[Supplied entries Boundary: Start]
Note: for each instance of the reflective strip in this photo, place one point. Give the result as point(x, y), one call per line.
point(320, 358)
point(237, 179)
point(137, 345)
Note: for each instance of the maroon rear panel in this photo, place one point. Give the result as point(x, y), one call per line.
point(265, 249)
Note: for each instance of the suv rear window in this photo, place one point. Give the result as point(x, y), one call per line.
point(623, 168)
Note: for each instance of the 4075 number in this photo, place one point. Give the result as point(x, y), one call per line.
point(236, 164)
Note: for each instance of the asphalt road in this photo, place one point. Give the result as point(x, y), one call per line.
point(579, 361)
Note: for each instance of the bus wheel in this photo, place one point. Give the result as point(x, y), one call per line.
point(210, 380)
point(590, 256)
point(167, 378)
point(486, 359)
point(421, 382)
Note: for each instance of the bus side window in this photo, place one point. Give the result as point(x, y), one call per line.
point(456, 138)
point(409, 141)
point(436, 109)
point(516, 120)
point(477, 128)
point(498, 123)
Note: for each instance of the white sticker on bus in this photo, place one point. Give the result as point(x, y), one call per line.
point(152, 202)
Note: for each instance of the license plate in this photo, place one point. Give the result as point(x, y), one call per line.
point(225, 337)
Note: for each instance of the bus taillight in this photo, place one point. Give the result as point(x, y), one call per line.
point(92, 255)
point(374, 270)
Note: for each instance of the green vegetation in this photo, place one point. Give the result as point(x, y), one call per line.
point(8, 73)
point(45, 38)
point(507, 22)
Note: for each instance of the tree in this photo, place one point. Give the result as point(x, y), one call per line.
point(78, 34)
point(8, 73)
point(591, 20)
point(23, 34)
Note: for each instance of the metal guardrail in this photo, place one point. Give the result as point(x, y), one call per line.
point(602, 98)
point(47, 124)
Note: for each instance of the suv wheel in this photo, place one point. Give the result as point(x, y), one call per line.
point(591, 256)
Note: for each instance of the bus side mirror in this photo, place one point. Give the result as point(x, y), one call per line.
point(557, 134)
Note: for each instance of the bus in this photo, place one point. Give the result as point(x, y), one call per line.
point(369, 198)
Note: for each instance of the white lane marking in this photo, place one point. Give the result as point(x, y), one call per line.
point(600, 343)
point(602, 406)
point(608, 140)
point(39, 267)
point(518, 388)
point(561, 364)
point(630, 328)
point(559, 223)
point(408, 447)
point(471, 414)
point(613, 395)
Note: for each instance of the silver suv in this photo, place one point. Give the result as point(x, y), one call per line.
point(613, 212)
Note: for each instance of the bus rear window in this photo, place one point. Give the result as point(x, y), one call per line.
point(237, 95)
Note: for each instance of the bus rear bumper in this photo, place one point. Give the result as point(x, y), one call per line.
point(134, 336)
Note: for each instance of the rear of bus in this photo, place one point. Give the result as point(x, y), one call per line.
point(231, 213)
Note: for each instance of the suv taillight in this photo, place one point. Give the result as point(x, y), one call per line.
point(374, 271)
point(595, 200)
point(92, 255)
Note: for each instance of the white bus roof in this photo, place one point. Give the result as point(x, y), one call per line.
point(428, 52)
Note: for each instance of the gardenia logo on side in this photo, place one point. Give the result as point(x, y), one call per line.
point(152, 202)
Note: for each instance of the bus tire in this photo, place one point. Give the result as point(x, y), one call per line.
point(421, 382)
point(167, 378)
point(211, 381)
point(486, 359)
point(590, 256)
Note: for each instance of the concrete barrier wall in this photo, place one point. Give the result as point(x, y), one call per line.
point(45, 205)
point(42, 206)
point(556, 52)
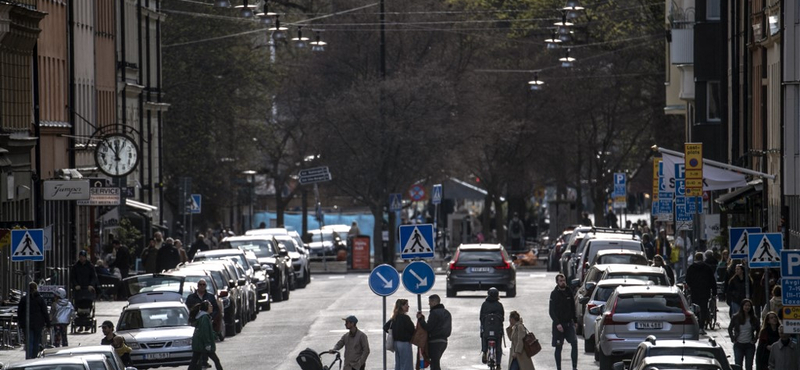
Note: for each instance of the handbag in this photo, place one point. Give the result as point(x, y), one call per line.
point(531, 344)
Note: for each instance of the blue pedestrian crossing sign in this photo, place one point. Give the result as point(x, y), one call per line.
point(195, 203)
point(27, 245)
point(765, 249)
point(395, 202)
point(737, 240)
point(418, 277)
point(437, 194)
point(416, 241)
point(384, 280)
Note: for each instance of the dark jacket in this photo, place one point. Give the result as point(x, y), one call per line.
point(402, 328)
point(562, 306)
point(701, 281)
point(83, 274)
point(439, 324)
point(168, 258)
point(39, 316)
[Supplied entries Boundary: End]
#### [Task instructions]
The entries should be printed again exactly as written, leaving all pictures out.

#### [The completed task]
Note: for each instance of the reflective strip in this photo, place one point. Give the result as point(x, y), one call per line.
point(320, 358)
point(237, 179)
point(137, 345)
Note: for each instance of the maroon rear panel in this photo, place one point. Give the result as point(x, y), one call per line.
point(265, 249)
Note: for each instance of the suv rear window in this photo, place one point. Give the result as point(x, y), one call per line.
point(623, 168)
Note: for each instance of the 4075 number in this photo, place one point. Give the result as point(x, y), one call per line.
point(236, 164)
Note: for each instance of the asphalt road in this photo, place one point. Give the result as point(x, y), one call per line.
point(579, 361)
Note: for each instance of the bus wheel in this photo, place one point. Give the result as point(x, y), one call per line.
point(210, 380)
point(590, 256)
point(167, 378)
point(486, 359)
point(421, 382)
Note: for each instance of the bus side window in this photo, place one point. Give the result as point(x, y), one call per line.
point(456, 138)
point(409, 141)
point(436, 109)
point(516, 120)
point(477, 128)
point(498, 123)
Note: for each instance of the white sticker on bus in this photo, place one point. Give the result as point(x, y), one call per line.
point(152, 202)
Note: for each instance of the license plate in this photo, place one point. Give the result as point(x, y), one call per line.
point(225, 337)
Note: for each instance of the bus taillight in this photo, place one point. Give the result as point(x, y), one call per line.
point(92, 255)
point(374, 270)
Note: for each instance of the green vegetation in this photo, place one point. Give the result as point(x, y), one call per line.
point(8, 73)
point(45, 38)
point(507, 22)
Note: for each instance of the tree in this photo, place one point. Give the result as point(x, y), one call per line.
point(78, 34)
point(8, 73)
point(591, 20)
point(23, 34)
Note: for each instance of the metal guardrail in this photo, place one point. Give the result as point(x, y), one call per line.
point(602, 98)
point(47, 124)
Note: for each instance of the suv wheel in this photo, place one point. Give the result as point(x, y), one call per line.
point(591, 256)
Note: for each instance of the bus side mirror in this photo, place one point. Give the result as point(x, y), one call per line.
point(557, 134)
Note: for each instance of the bus in this photo, place one point. Give the result as point(x, y), one call per line.
point(369, 198)
Note: for each instance of the white lane marking in this photo, place one point. Give the result as point(x, y), one call per line.
point(600, 343)
point(602, 406)
point(608, 140)
point(39, 267)
point(518, 388)
point(561, 364)
point(630, 328)
point(559, 223)
point(408, 447)
point(471, 414)
point(613, 395)
Note: for each instance of the silver suv in this photo, place one point. Give the result as point(x, y), one call per line.
point(613, 212)
Note: for each instance of the bus rear window in this photo, place one point. Give the result as point(x, y), one call per line.
point(237, 95)
Note: for each instance of the bus rear bumper in this photo, place one point. Give the result as point(x, y), one call per line.
point(134, 336)
Note: for each instance of the rear of bus in this photo, place one point. Give the result as point(x, y), one call per line.
point(231, 213)
Note: for each instance of the suv taillight in this photo, place one point. Give the result as point(x, y), one call per line.
point(374, 271)
point(595, 200)
point(92, 255)
Note: for each instance of the white bus roof in this photo, place one point. Give the result as point(x, y), one call per line.
point(428, 52)
Note: for each instance of the gardenia logo on side in this photo, place one point. Give the result as point(x, y), one call per line.
point(152, 202)
Note: for each instance of the bus tire in this photo, place one point. Give the result as point(x, y), one call per line.
point(421, 382)
point(167, 378)
point(211, 381)
point(486, 359)
point(590, 256)
Note: for each instance of the concrete barrier wall in this photo, place one point. Give the result as point(x, y), one call per line.
point(45, 205)
point(42, 206)
point(556, 52)
Note: for each instance of the handbag in this photo, place one point. Give the result as point(x, y), one call per line.
point(531, 344)
Note: for each instance of the blue pedestrian crossing sign in this photo, place one point. Give the result as point(x, y), one call per line.
point(195, 203)
point(27, 245)
point(765, 249)
point(395, 202)
point(737, 240)
point(418, 277)
point(437, 194)
point(416, 241)
point(384, 280)
Note: for each instance of the dark jacket in this photo, place one point. Give the result as point(x, y), one call per line.
point(402, 328)
point(562, 306)
point(701, 281)
point(83, 274)
point(439, 324)
point(168, 258)
point(39, 316)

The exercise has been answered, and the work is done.